- [Texte fourni]:
Agissant dans le même sens, plusieurs projets, incluant en partie des formations forestières, ont préconisé la même approche en concertation étroite avec l'Administration forestière; c'est le cas notamment du projet de gestion des ressources naturelles qui a adopté l'approche participative pour le développement agricole dans son sens le plus large. En effet, ce projet a consacré un chapitre à la gestion «concertée» des forêts qui se trouvent incluses dans un terroir, en mettant l'accent sur la complémentarité des activités agrosylvopastorales. C'est aussi le cas des projets de conservation des eaux et du sol (CES) qui, depuis la parution du Code de la CES en 1995, ne peuvent être conçus sans l'implication des agriculteurs concernés.

Liège récolté et entassé à Tabarka, Tunisie

CONCERTATION RÉGIONALE ET INTERNATIONALE

Dans le cadre des différentes réunions du Comité de la FAO sur les questions forestières Silva Mediterranea, la thèse de la prise en compte des préoccupations des usagers de la forêt a été présentée par les forestiers maghrébins comme composante primordiale de la foresterie au sud de la Méditerranée. Les rencontres forestières maghrébines organisées avec la collaboration de la FAO (Silva Mediterranea) à Tunis du 12 au 14 novembre 1993 ont confirmé cette approche que nous retrouverons dans le document final du Plan d'action forestier méditerranéen préparé par la FAO, et qui sert de référence pour la préparation des plans d'action nationaux.

Cette démarche participative est déjà adoptée et commence à être mise en œuvre dans d'autres régions forestières habitées, telles que les forêts tropicales, et ce, conformément aux orientations du Plan d'action forestier tropical adopté par la FAO. L'implication des populations concernées est devenue une démarche incontournable; elle est d'ailleurs adoptée par les conventions internationales de lutte contre la désertification et de la biodiversité, qui considèrent l'implication de ces populations comme condition nécessaire pour assurer un développement durable. En outre, un effort de concertation et d'échange d'expériences au niveau sous-régional est souhaitable aussi bien en matière de mise en œuvre de cette nouvelle approche qu'en matière d'adaptation de la formation et de la recherche forestières.

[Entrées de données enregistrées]

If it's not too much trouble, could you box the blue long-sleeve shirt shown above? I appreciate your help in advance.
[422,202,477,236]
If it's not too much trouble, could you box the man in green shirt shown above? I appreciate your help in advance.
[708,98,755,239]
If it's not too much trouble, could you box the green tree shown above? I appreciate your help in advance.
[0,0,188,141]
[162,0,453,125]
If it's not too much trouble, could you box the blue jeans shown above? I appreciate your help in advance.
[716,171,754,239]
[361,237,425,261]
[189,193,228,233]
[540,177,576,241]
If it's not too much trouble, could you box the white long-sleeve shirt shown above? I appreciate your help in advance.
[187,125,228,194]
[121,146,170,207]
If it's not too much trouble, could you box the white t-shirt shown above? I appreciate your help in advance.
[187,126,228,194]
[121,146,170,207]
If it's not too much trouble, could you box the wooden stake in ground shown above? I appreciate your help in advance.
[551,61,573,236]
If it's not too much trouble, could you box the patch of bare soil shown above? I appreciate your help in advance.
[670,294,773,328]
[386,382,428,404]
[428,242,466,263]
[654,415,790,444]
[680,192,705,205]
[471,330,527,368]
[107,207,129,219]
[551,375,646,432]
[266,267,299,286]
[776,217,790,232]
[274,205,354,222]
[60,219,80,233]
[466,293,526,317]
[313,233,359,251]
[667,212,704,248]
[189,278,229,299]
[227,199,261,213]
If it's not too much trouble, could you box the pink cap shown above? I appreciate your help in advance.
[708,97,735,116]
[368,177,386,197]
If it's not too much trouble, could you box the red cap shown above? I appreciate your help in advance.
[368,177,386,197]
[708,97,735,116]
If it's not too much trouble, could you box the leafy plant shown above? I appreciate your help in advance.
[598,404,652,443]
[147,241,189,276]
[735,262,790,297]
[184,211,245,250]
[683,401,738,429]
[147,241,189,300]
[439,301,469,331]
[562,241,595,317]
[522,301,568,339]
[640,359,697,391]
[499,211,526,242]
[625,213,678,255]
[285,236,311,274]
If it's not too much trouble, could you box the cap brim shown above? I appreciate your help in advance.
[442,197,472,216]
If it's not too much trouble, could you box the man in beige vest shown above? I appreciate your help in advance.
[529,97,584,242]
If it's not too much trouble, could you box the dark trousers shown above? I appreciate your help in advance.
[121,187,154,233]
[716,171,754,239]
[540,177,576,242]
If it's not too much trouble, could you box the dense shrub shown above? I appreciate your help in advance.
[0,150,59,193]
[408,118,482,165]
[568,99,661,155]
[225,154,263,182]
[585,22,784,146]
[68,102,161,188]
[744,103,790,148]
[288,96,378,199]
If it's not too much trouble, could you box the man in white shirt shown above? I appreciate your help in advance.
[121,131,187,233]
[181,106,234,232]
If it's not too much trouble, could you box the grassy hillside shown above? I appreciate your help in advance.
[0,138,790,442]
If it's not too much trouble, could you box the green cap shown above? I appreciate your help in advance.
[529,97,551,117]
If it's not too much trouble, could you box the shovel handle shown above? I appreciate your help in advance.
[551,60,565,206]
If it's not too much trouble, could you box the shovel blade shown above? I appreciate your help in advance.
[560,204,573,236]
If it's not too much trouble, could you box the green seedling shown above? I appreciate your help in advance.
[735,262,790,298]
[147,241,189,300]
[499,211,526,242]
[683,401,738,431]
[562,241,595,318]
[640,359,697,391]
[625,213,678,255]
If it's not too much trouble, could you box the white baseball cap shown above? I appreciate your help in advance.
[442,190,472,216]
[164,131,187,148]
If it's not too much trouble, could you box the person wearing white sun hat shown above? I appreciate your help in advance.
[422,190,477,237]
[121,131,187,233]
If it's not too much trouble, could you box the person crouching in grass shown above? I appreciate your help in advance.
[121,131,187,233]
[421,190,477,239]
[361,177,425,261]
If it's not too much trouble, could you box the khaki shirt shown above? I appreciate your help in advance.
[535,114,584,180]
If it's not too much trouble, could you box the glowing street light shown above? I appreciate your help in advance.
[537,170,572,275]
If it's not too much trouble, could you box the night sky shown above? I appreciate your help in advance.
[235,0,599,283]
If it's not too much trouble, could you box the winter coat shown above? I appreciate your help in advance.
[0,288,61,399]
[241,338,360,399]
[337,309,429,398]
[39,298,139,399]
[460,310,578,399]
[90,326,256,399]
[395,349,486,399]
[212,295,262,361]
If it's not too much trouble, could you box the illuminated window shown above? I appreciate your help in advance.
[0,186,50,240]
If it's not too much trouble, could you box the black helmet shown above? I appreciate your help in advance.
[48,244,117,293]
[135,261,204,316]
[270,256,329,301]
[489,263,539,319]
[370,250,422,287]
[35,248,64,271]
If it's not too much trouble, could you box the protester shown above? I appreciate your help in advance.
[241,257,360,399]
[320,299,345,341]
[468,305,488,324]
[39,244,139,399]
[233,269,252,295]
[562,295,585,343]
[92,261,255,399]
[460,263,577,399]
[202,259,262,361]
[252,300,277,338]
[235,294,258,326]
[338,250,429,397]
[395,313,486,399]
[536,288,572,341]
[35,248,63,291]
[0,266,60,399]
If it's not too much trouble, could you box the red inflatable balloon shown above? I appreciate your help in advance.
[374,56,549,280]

- [Consigne]: Prolongez le texte sur la participation des usagers à la gestion des forêts, en reprenant juste après sa dernière phrase.

- [Réponse proposée]:
CONCLUSION

Les stratégies sectorielles conçues selon la méthode «top-down» ont permis certes une modernisation et un grand développement de l'agriculture tunisienne, ainsi que la conservation des forets naturelles et l'extension de l'espace boisé. Toutefois, ces stratégies n'ont souvent pas atteint tous les objectifs qui leur ont été assignés. De ce constat est née l'idée de parfaire ces stratégies par la compréhension des mécanismes qui régissent l'utilisation de chaque ressource naturelle par les populations rurales et la prise en compte de leurs besoins dans tout programme de développement.

Ainsi n'est-il pas étonnant de rencontrer dans les projets sectoriels une intégration des actions (infrastructure de base, agronomie et sylvopastoralisme, etc.) avec prédominance de l'une ou de l'autre des actions selon le caractère du projet et les conditions socioéconomiques de la zone du projet en question. L'ouverture du secteur forestier, l'implication des usagers et l'encouragement des initiatives privées sont de nature à assurer un développement du secteur forestier et une pérennité des réalisations. Les programmes de recherche et de formation des cadres techniques devraient eux aussi se mettre au diapason pour permettre une bonne réalisation de cette approche.